§ Instructions for the task
Could you render the material as a numbered list, from its start through the line containing "point(780, 479)", leaving out any blank lines?

◆ ◆ ◆ ◆ ◆ ◆ ◆

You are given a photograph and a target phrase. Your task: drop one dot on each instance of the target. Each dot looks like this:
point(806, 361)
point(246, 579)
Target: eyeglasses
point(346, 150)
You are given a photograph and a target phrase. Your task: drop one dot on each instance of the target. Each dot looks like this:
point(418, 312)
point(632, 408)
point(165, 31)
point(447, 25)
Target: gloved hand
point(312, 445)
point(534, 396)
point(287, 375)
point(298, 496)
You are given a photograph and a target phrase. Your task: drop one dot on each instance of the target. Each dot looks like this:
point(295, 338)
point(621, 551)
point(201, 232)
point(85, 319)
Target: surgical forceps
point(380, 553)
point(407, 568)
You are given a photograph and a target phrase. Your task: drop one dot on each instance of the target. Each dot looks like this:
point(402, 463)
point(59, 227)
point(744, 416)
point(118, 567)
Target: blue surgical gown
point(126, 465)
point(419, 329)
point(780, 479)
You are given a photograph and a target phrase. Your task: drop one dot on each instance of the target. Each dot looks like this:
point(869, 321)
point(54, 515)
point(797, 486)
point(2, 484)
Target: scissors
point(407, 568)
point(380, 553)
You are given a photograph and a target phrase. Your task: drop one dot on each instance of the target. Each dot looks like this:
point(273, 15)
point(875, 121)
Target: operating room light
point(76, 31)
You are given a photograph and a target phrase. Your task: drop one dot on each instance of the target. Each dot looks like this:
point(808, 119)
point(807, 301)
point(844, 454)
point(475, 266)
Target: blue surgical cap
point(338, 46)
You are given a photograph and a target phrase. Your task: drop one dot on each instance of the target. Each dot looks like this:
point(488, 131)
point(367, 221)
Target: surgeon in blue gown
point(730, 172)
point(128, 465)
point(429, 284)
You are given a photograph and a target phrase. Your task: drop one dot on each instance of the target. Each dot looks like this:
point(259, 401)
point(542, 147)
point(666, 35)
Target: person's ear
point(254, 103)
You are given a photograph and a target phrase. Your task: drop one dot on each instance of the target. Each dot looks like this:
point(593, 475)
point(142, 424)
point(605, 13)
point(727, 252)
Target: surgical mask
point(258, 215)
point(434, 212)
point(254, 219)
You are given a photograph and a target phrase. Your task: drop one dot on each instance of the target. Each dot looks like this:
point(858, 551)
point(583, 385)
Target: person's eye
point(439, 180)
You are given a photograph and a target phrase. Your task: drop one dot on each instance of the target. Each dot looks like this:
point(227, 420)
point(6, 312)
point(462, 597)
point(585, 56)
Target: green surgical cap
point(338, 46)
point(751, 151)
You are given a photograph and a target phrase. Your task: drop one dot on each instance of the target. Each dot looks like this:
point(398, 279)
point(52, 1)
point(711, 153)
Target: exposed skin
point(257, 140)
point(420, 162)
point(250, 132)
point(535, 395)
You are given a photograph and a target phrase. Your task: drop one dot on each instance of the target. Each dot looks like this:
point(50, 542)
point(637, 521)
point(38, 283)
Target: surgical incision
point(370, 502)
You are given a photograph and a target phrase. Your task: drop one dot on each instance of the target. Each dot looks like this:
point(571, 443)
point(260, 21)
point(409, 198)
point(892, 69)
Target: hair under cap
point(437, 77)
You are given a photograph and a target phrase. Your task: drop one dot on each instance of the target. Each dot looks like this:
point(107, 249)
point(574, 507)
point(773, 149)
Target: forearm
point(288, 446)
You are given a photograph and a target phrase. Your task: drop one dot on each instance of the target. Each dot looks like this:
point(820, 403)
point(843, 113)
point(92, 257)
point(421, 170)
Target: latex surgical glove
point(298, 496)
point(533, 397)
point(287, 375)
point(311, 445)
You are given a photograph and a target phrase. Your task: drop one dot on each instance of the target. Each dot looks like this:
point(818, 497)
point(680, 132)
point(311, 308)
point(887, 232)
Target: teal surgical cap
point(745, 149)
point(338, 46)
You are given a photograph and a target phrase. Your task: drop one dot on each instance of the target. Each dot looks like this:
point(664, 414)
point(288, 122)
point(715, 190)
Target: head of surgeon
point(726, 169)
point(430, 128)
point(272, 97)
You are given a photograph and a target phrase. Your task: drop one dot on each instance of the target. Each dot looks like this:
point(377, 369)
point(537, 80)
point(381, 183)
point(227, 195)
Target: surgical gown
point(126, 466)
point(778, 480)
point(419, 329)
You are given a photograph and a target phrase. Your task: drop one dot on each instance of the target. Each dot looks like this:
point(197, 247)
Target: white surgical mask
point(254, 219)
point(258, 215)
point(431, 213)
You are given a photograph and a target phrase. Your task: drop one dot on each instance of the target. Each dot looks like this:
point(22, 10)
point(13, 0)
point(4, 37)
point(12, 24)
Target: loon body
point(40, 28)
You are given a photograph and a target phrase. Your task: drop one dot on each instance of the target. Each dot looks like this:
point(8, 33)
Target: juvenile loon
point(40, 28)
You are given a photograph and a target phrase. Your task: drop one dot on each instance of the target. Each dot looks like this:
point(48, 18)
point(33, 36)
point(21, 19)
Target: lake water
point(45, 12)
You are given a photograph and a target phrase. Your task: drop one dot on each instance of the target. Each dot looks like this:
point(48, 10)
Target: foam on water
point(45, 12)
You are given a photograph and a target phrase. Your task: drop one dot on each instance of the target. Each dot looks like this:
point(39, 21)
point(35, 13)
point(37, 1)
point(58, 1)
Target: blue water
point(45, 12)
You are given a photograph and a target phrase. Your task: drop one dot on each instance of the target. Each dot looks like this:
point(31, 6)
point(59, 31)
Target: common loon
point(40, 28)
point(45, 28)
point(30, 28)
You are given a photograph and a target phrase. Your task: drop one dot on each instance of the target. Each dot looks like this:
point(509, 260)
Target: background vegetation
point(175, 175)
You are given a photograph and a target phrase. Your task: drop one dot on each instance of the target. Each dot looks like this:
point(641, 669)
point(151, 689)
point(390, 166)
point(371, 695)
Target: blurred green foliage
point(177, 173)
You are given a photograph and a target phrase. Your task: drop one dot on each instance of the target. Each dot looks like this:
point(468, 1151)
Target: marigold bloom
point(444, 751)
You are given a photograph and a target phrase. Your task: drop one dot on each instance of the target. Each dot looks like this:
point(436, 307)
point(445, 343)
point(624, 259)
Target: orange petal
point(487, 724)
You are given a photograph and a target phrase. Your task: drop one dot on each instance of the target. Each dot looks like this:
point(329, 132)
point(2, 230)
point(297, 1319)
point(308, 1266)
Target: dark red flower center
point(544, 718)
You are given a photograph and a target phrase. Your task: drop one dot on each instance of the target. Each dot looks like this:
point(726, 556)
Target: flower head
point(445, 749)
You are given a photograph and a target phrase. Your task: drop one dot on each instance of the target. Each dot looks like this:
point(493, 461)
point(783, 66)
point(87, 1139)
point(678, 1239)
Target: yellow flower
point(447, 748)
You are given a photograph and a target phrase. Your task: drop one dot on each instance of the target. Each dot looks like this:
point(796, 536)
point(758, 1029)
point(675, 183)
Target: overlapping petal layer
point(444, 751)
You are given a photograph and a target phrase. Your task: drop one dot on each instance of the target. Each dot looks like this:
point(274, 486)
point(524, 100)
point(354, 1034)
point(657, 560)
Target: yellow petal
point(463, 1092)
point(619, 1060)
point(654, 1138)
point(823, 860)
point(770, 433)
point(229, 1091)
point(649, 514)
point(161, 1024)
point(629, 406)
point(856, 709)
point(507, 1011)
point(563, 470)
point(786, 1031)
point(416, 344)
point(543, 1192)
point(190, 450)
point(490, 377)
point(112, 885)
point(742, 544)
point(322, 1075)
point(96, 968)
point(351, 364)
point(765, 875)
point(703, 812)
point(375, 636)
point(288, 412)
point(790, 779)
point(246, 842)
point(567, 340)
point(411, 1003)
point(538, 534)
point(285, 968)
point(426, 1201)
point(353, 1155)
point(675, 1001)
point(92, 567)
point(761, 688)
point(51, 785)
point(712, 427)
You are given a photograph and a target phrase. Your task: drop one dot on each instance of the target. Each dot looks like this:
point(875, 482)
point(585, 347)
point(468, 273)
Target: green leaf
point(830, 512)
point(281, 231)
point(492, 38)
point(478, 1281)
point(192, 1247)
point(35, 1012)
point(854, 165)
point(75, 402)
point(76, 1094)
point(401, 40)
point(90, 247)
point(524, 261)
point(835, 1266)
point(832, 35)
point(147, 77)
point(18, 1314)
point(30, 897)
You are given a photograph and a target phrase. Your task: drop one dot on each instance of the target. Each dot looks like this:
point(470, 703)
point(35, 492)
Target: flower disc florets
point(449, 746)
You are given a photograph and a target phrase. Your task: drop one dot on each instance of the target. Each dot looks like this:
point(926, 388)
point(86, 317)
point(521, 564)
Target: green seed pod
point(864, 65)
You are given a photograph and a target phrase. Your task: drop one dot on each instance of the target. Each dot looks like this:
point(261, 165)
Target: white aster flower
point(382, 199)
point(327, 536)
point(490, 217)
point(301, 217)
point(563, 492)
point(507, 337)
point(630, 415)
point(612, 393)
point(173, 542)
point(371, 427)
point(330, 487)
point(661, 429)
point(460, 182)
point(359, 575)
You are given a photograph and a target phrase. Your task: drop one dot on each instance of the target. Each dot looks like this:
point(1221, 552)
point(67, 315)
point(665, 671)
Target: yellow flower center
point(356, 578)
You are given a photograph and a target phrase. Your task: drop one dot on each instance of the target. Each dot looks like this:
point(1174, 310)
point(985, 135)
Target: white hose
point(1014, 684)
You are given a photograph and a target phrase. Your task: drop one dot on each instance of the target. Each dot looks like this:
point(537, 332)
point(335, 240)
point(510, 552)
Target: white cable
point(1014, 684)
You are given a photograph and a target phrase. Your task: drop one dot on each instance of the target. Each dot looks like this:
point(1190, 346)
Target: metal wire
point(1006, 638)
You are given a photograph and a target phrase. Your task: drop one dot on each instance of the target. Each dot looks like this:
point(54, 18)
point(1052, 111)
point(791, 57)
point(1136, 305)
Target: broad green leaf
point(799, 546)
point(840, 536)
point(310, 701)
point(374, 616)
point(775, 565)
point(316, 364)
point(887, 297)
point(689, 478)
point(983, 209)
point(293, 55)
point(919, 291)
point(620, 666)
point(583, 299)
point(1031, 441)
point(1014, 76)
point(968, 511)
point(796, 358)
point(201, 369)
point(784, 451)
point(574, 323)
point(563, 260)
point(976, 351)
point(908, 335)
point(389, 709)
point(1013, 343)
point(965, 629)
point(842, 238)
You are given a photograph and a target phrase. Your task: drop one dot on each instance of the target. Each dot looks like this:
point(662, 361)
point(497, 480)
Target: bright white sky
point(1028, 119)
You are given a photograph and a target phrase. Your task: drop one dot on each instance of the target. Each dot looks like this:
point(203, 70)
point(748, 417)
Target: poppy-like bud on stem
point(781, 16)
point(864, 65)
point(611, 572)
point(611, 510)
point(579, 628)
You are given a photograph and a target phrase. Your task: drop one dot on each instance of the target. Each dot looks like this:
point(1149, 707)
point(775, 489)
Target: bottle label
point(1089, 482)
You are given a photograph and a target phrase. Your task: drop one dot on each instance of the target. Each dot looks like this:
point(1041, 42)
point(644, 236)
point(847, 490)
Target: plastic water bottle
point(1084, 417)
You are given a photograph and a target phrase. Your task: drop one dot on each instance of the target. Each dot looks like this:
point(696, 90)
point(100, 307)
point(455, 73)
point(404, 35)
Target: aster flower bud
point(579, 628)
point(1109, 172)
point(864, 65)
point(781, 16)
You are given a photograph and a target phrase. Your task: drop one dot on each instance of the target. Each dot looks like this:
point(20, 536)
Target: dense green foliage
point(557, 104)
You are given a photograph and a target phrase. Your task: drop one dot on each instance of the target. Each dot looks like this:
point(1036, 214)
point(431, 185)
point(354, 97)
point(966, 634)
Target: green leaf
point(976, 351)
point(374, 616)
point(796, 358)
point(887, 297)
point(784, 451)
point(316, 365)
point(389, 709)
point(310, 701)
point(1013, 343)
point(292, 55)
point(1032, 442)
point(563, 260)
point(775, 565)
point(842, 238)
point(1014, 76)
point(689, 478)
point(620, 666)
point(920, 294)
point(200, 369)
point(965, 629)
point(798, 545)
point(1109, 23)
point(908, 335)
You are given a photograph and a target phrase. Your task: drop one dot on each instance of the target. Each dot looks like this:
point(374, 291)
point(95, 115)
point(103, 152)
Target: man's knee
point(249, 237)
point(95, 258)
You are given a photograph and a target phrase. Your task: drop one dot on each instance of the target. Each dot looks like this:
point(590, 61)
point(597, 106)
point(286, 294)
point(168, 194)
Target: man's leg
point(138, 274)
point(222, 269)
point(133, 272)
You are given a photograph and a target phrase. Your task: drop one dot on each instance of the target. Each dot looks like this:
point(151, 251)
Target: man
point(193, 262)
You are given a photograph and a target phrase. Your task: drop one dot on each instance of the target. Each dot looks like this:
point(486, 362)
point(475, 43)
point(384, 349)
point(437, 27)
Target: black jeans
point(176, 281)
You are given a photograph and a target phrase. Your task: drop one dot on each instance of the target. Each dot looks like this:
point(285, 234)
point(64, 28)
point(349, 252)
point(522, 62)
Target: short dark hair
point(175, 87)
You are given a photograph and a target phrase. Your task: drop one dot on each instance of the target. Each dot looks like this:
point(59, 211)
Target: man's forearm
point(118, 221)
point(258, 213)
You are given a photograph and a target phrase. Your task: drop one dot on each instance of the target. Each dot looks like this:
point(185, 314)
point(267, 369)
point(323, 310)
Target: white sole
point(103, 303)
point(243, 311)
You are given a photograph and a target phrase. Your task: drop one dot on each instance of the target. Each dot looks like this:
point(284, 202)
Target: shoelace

◆ ◆ ◆ ◆ ◆ ◆ ◆

§ Finished exercise
1. You are given a photograph and a target phrase. Your task: drop one dot on each instance of the target. Each dot looks like this:
2. point(806, 361)
3. point(246, 579)
4. Target: eyeglasses
5. point(346, 150)
6. You are given a photograph and a target phrase. Your task: drop one dot on each instance of the target. Each dot looks like this:
7. point(418, 312)
8. point(632, 408)
9. point(165, 31)
10. point(447, 25)
11. Target: gloved hand
12. point(312, 445)
13. point(534, 396)
14. point(287, 375)
15. point(298, 496)
16. You are given a photograph and a target phrase. Your task: drop one dot on each instance of the target. Each dot looks like this:
17. point(295, 338)
18. point(621, 551)
19. point(201, 232)
20. point(85, 319)
21. Target: surgical forceps
22. point(380, 553)
23. point(407, 568)
24. You are given a photograph and a target phrase. Your task: drop one dot on each instance of the target. Each dot looks like this:
25. point(402, 463)
26. point(59, 227)
27. point(744, 416)
28. point(118, 567)
29. Target: blue surgical gown
30. point(126, 465)
31. point(419, 329)
32. point(780, 479)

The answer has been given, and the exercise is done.